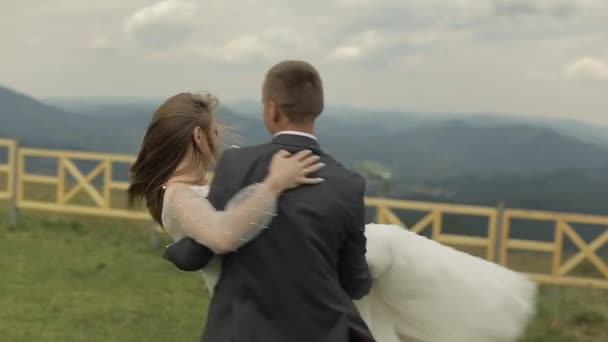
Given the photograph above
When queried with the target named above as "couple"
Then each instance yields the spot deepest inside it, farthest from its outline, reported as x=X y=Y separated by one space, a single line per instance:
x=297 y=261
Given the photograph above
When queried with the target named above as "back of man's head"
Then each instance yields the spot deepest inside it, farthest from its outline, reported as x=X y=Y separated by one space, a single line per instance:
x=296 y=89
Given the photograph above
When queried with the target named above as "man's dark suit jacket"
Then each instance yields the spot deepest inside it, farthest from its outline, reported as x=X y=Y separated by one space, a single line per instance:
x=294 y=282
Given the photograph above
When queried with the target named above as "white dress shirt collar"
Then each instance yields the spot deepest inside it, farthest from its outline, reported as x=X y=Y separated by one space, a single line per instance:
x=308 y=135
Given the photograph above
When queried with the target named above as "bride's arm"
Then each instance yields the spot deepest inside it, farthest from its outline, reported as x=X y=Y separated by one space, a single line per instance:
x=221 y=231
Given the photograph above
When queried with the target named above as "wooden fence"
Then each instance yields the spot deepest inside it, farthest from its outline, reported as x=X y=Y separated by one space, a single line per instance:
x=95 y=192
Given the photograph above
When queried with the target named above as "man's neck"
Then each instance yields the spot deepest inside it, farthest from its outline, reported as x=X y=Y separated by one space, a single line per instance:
_ _ _ _ _ _ _
Write out the data once more exactly, omitting the pictures.

Answer to the problem:
Given the photograph above
When queried with the target named above as "couple"
Then each instance yields the spot deepest inside it, farthest from its outline, reported as x=X y=Y separated by one space, a single line per instance:
x=297 y=261
Given the photograph above
When queried with the target named above as "back of man's head"
Then each instance yields the spot deepest inside it, farthest from its outline, reported as x=X y=Y separated by one space, a single line per instance:
x=296 y=89
Given the photograph above
When queried with the target named above as "man's dark suit jacket"
Then each instance yields the spot deepest inside it, farthest from its outline, reported as x=X y=Y separated by one space, a single line per instance:
x=294 y=282
Given the photograph above
When queried with the target named above as "white dress shirt collar"
Then each instance yields the spot deepest inside it, farthest from its outline, reported as x=X y=Y separated by one space, a single line per instance:
x=308 y=135
Given the photograph above
When queried with the target named above as "bride's arm"
Then each instance yields the spot deepest inside it, farthest from its outline, reported as x=X y=Y separated by one space, a single line per instance:
x=221 y=231
Given the photograph above
When queried with the target named above as "wooden fence"
Then each instance yields the spot deepest inside it, farthest from its outline, reported as x=X y=Y separated by one space, a single line per instance:
x=95 y=192
Given the photograph above
When queried with the target named above as "man's neck"
Then each instance yields the spot deepest inside it, farthest from its outline, reported as x=X y=Y separated by one space, a single line per instance:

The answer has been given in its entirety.